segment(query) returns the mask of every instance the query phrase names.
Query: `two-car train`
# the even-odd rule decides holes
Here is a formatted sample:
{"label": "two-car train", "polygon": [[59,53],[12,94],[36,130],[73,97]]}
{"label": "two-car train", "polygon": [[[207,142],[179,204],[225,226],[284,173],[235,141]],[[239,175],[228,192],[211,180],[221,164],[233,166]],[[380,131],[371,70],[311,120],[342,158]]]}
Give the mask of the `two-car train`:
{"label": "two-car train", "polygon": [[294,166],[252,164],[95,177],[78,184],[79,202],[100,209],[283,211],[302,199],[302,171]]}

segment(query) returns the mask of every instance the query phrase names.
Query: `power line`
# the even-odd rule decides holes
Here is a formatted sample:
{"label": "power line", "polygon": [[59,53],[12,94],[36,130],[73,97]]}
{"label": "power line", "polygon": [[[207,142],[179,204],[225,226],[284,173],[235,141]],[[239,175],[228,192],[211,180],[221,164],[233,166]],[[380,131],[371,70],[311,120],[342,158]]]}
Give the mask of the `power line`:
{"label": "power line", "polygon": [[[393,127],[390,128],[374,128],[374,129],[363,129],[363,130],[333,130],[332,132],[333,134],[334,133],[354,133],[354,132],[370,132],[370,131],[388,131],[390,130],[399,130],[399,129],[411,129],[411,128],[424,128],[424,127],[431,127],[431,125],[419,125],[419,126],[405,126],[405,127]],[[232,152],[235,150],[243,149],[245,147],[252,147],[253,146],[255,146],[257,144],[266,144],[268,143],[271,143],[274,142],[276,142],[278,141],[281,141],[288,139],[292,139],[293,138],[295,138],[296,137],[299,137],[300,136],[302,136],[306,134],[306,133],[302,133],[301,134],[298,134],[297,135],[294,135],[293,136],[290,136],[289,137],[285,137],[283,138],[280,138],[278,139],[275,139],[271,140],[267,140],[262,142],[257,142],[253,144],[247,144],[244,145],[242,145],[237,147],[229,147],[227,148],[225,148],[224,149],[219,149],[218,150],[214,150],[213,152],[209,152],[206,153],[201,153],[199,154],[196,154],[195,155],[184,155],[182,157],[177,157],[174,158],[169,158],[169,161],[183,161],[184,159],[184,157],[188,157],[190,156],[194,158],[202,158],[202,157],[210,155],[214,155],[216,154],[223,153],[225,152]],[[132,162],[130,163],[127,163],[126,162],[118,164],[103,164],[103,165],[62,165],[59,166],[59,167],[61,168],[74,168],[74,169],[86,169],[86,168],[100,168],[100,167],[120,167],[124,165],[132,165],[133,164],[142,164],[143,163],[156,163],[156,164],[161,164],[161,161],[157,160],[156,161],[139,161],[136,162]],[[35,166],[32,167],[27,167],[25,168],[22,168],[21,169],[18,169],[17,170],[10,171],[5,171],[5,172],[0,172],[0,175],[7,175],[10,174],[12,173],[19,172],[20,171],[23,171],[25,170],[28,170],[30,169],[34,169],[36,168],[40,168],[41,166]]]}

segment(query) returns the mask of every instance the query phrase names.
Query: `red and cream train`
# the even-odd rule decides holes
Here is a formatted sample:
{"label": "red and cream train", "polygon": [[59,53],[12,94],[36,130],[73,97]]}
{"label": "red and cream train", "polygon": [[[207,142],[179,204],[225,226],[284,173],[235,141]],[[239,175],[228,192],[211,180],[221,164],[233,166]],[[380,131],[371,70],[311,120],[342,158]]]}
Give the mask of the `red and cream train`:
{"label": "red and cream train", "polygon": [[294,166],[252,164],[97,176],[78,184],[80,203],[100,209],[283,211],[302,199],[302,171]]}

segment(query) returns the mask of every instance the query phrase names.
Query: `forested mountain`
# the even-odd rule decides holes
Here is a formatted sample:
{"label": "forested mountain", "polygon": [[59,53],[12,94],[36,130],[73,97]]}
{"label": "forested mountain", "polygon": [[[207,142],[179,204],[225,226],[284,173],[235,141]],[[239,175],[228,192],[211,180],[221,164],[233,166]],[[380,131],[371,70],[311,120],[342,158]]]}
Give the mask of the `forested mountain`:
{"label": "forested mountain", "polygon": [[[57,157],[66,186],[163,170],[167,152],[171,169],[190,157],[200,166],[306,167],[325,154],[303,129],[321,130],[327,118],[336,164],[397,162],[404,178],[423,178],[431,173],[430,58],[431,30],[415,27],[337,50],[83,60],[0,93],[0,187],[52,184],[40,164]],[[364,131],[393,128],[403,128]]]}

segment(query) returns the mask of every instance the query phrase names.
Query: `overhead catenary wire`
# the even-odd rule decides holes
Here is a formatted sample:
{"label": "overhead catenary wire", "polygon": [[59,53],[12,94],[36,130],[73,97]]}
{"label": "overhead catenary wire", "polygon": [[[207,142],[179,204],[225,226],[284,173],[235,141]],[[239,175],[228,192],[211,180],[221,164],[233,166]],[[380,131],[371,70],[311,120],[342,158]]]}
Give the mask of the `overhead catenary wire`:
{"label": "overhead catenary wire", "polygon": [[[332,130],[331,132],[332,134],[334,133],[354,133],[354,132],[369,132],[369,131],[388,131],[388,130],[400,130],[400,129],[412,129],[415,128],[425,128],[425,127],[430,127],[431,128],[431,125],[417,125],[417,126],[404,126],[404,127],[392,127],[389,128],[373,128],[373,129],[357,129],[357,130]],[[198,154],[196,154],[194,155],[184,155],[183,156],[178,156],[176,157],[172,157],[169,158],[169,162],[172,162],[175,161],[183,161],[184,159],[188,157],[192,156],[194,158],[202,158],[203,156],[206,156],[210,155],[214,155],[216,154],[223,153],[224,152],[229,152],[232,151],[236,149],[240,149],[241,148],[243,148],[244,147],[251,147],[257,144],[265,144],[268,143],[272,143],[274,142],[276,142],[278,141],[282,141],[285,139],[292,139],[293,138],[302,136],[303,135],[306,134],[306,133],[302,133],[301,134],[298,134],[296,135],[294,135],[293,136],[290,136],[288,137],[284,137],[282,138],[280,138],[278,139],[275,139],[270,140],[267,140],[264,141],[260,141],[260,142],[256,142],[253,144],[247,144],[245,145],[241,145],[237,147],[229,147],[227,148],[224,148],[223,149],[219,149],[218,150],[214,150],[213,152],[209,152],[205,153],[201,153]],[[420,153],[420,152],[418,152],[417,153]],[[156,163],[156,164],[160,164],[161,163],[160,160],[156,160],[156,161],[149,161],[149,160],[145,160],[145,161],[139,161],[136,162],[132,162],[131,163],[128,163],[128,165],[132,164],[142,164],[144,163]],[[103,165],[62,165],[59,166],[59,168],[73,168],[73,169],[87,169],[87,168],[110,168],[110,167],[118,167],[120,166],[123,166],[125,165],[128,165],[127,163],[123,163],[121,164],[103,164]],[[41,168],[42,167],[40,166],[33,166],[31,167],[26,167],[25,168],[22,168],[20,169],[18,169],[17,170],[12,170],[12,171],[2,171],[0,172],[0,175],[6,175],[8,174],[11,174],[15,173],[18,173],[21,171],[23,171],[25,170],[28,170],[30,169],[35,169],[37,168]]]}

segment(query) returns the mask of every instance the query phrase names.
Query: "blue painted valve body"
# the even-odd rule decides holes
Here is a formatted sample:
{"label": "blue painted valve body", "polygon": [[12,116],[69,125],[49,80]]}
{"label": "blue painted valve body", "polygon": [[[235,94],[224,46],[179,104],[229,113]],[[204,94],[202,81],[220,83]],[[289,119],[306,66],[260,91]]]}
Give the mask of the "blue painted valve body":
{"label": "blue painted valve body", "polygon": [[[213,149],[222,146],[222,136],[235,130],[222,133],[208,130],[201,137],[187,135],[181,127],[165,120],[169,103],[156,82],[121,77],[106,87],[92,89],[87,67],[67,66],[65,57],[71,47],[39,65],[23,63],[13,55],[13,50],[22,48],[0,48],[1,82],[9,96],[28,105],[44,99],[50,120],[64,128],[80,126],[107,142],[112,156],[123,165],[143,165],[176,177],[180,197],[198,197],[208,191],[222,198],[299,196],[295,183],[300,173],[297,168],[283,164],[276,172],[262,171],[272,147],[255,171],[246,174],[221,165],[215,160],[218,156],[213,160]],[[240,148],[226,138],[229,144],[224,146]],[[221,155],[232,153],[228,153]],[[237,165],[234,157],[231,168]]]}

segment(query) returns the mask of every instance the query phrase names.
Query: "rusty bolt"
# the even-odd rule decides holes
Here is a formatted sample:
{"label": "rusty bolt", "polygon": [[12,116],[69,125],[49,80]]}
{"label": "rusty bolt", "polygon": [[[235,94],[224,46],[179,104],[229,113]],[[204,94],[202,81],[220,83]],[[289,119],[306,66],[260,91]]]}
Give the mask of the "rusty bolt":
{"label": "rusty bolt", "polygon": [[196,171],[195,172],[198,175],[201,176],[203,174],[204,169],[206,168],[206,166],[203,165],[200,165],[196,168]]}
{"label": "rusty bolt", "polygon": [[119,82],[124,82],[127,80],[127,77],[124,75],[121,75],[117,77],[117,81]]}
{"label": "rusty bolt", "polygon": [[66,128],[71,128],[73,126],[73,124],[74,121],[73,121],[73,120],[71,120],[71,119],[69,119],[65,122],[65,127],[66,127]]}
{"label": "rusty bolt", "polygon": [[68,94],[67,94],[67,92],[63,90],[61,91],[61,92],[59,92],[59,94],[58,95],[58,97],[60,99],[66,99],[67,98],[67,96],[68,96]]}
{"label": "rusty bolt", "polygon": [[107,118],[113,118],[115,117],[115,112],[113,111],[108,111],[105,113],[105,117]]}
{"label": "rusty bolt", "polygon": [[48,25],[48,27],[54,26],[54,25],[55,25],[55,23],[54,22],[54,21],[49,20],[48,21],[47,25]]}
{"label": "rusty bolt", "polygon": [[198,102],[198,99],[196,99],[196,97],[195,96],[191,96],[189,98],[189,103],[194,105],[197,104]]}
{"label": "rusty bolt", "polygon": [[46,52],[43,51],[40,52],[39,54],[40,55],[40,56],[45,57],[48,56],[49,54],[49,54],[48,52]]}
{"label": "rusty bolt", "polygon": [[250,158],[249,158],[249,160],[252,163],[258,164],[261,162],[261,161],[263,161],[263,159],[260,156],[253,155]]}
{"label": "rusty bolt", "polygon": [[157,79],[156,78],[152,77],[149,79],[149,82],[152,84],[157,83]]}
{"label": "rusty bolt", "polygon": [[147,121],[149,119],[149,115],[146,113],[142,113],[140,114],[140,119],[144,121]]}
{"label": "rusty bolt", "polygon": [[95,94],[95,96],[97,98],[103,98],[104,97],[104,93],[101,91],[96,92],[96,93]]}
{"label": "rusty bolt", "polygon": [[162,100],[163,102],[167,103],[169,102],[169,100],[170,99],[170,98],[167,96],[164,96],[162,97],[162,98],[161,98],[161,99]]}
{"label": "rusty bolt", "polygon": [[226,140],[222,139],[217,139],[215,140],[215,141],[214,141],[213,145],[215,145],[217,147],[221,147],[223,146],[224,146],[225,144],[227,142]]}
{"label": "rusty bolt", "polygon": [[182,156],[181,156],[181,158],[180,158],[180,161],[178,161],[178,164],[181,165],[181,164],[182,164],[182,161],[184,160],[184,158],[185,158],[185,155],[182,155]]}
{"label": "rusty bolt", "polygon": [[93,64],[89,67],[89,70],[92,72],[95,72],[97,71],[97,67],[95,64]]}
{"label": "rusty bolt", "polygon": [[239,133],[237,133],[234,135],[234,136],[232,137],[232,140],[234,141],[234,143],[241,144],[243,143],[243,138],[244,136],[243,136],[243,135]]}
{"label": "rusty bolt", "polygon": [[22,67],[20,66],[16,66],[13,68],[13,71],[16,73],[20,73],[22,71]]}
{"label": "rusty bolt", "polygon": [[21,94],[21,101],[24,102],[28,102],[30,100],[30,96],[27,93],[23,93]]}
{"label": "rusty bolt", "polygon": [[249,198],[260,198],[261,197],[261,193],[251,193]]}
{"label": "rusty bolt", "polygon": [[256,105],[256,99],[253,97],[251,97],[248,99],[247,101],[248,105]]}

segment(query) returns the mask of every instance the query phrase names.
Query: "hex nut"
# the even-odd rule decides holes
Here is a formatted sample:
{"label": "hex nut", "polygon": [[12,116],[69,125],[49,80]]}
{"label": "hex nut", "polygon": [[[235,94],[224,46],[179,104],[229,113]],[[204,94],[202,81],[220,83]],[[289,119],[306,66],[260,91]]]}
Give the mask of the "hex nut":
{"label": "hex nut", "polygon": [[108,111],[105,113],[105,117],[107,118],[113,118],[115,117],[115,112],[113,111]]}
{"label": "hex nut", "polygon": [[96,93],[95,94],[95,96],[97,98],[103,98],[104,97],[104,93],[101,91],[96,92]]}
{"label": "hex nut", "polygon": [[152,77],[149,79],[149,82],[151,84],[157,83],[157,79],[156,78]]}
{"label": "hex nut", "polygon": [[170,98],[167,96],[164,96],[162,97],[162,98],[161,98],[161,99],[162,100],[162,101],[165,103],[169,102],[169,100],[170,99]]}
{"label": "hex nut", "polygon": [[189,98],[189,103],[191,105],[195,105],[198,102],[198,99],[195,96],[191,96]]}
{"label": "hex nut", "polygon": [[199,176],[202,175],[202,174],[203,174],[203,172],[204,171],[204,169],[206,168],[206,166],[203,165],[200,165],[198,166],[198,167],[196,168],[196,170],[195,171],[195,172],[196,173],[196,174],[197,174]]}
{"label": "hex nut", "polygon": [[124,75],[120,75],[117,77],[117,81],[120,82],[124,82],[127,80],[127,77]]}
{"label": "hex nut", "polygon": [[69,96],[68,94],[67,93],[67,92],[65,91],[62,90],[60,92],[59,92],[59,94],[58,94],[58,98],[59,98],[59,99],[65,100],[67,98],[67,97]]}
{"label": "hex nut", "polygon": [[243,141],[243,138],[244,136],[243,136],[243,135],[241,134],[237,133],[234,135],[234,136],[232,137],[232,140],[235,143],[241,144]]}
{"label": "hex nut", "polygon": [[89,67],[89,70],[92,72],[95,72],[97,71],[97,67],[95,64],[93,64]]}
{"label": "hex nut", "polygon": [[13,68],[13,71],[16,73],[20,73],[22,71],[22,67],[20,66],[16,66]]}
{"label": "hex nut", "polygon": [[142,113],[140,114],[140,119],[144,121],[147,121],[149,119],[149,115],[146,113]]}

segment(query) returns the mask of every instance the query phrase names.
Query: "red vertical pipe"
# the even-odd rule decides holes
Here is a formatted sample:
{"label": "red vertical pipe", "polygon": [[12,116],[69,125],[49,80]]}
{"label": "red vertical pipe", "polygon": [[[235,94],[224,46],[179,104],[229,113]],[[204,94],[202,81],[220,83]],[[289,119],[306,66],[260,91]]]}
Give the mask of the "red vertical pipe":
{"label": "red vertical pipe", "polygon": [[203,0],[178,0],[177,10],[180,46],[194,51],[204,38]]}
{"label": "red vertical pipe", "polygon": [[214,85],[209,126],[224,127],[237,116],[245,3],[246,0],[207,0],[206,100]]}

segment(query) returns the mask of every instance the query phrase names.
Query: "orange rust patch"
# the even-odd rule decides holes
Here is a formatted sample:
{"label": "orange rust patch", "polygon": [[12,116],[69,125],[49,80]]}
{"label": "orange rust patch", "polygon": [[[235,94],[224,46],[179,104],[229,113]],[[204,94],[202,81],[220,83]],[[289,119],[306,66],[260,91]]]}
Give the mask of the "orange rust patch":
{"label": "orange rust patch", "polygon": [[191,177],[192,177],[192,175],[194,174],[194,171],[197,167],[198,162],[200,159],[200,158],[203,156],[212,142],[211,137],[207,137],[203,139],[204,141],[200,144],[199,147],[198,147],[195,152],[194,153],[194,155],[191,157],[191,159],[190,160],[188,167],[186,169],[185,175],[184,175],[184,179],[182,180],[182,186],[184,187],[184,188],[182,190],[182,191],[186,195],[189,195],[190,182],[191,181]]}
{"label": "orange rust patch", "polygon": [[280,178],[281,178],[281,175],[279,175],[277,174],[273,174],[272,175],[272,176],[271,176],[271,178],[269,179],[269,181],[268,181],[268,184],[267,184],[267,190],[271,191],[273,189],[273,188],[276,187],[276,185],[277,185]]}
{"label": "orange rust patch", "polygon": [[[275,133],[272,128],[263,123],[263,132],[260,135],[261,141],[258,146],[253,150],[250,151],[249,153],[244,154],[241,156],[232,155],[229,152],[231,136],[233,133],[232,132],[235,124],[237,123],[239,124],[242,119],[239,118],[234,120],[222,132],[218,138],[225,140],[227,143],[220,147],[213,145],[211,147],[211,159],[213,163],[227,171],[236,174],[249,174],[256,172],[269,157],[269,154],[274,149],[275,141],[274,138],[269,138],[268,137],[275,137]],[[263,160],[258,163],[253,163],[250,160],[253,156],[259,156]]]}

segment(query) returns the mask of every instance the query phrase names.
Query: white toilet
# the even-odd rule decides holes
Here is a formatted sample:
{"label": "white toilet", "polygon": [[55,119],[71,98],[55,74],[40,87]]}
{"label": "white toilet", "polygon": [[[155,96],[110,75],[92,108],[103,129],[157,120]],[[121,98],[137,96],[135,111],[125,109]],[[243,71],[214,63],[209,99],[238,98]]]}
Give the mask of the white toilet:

########################################

Stated problem >> Gather every line of the data above that contains the string "toilet". Case counts.

Result of this exercise >>
Query: white toilet
{"label": "white toilet", "polygon": [[55,119],[71,98],[55,74],[40,87]]}
{"label": "white toilet", "polygon": [[[155,96],[110,75],[92,108],[103,129],[157,120]],[[121,98],[137,96],[135,111],[125,109]],[[243,71],[214,63],[209,99],[238,98]]]}
Give the mask of the white toilet:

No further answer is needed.